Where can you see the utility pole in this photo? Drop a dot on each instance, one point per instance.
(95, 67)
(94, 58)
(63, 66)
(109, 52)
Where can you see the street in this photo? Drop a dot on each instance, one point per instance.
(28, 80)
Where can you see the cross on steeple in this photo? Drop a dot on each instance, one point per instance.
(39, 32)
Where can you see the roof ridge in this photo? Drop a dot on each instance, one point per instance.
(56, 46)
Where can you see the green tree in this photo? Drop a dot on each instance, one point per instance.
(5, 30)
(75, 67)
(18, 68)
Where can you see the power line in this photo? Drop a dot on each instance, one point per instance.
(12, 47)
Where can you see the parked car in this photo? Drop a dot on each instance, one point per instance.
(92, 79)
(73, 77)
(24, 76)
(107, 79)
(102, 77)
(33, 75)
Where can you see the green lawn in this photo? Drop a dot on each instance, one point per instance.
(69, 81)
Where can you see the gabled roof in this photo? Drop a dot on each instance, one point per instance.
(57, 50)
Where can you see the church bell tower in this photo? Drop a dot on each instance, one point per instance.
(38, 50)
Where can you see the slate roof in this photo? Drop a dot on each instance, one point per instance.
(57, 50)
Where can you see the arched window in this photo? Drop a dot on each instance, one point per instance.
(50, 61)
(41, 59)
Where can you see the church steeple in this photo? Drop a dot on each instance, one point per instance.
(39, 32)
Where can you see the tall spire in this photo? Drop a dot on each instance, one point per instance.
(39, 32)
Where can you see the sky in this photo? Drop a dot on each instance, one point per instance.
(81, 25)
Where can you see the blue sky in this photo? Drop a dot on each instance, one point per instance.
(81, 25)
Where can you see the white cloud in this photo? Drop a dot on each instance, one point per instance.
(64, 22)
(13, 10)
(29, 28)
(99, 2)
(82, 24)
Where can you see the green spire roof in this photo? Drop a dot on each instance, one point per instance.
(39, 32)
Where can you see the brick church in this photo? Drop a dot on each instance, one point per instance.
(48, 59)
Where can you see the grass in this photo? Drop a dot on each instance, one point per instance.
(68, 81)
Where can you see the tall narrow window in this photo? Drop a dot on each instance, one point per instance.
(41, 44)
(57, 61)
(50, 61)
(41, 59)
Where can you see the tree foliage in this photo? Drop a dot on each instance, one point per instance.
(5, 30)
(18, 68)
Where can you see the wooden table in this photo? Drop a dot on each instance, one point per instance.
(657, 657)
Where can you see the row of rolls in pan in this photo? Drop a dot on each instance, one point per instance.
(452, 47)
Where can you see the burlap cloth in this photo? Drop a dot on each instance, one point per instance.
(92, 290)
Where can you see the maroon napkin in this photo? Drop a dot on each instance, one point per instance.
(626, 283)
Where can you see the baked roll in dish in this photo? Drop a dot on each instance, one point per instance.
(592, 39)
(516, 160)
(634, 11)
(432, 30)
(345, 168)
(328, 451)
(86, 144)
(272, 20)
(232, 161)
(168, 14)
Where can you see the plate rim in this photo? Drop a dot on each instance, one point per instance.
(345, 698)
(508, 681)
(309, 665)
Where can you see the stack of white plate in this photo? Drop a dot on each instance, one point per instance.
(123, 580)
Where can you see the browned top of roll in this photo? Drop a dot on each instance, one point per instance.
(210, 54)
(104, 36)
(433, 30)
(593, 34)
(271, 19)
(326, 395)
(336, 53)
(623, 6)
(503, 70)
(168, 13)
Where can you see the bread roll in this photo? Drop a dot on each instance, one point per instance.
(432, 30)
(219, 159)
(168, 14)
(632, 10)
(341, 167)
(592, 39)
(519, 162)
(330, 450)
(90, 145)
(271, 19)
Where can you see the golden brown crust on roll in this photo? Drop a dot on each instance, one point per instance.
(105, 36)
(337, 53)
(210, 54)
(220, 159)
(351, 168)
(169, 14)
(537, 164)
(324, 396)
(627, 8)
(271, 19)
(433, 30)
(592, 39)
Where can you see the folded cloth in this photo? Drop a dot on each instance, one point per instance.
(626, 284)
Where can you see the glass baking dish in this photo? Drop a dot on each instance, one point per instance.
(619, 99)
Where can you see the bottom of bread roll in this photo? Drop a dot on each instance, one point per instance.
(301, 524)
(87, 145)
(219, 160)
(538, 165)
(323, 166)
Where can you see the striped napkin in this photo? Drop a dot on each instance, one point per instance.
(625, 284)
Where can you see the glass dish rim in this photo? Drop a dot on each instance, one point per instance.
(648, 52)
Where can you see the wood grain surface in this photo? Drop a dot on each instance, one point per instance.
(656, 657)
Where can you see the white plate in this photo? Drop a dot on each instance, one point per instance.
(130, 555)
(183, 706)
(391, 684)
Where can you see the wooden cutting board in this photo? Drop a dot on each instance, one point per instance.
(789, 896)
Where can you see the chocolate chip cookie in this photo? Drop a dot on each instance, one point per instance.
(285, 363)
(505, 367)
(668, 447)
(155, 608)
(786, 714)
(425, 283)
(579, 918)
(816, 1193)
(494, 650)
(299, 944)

#### EXERCISE AIM:
From the line with "Where can you see the striped" to the final line of the entries above, return every line exactly as written.

#### WRITTEN SOLUTION:
Where can you see the striped napkin in this photo? Drop a dot on each instance, one point per instance.
(625, 284)
Where can you see the glass dish rim in this photo? Drop a dot on each instance, one point per instance.
(648, 52)
Where can you see the wood grain surface in this photo? Drop a dot on each instance, one point per instance.
(656, 657)
Where can you see the white plate in this photo? Drop a dot on each instance, one point per instance.
(130, 555)
(183, 706)
(391, 684)
Where can you see the wooden cutting board in this photo? Drop a dot on each instance, one point per instance.
(789, 896)
Where can you see the chocolate chip cookie in this photo? Drop a dot on each instance, one point per instance.
(285, 363)
(505, 367)
(668, 447)
(155, 608)
(786, 714)
(425, 283)
(579, 918)
(816, 1193)
(494, 650)
(299, 944)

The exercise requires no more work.